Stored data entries
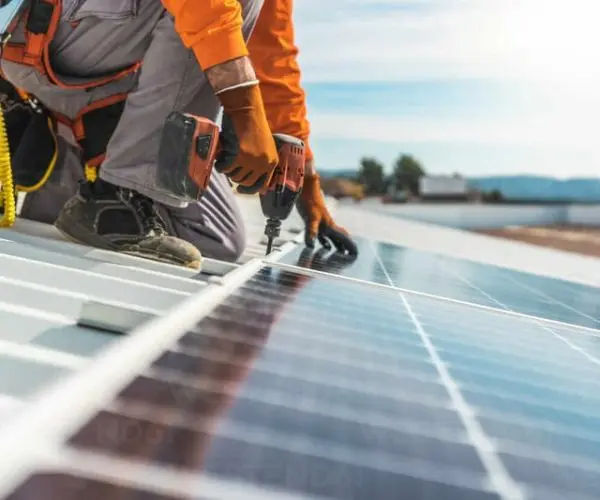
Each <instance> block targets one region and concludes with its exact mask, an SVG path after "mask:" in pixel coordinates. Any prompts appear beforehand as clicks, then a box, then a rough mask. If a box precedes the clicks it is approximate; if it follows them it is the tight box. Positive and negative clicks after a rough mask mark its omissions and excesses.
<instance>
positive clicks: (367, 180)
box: [356, 154, 425, 196]
mask: <svg viewBox="0 0 600 500" xmlns="http://www.w3.org/2000/svg"><path fill="white" fill-rule="evenodd" d="M384 170H385V169H384V166H383V164H382V163H381V162H380V161H379V160H377V159H376V158H372V157H364V158H362V159H361V160H360V168H359V170H358V175H357V179H356V180H357V181H358V182H359V183H360V184H362V185H363V186H364V190H365V194H366V195H367V196H369V195H378V194H384V193H387V192H388V190H389V189H390V187H394V188H395V189H396V190H399V191H402V190H403V191H406V192H408V193H410V194H413V195H418V194H419V180H420V179H421V177H423V176H424V175H425V169H424V168H423V165H422V164H421V163H420V162H419V161H418V160H417V159H416V158H414V157H413V156H412V155H409V154H401V155H400V156H399V157H398V158H397V159H396V161H395V162H394V166H393V168H392V173H391V174H389V175H386V174H385V172H384Z"/></svg>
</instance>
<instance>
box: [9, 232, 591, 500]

**About this task:** Your copy must reproduce the entries above in full, without their pictures.

**Worked solution:**
Each <instance> block targets one region and concludes with its exact mask, an SVG path after "mask:" in pixel coordinates. Any prompts appear beforehand as clicks, then a box, then a rough mask. If a box precedes the clicks it is approximate; if it follows them it is the tight box. Positive and negative clicks after a rough mask mark its omissions and excesses.
<instance>
positive clicks: (367, 180)
box: [356, 154, 425, 196]
mask: <svg viewBox="0 0 600 500" xmlns="http://www.w3.org/2000/svg"><path fill="white" fill-rule="evenodd" d="M384 170H385V169H384V166H383V164H382V163H381V162H380V161H379V160H377V159H376V158H372V157H364V158H362V159H361V160H360V168H359V170H358V175H357V179H356V180H357V181H358V182H359V183H360V184H362V185H363V186H364V190H365V194H366V195H367V196H369V195H378V194H384V193H387V192H388V190H389V189H390V187H394V188H395V189H396V190H399V191H402V190H403V191H406V192H408V193H410V194H413V195H418V194H419V180H420V179H421V177H423V176H424V175H425V169H424V168H423V165H422V164H421V163H420V162H419V161H418V160H417V159H416V158H414V157H413V156H412V155H409V154H401V155H400V156H399V157H398V158H397V159H396V161H395V162H394V166H393V168H392V173H391V174H389V175H386V174H385V172H384Z"/></svg>
</instance>
<instance>
box: [9, 232, 591, 500]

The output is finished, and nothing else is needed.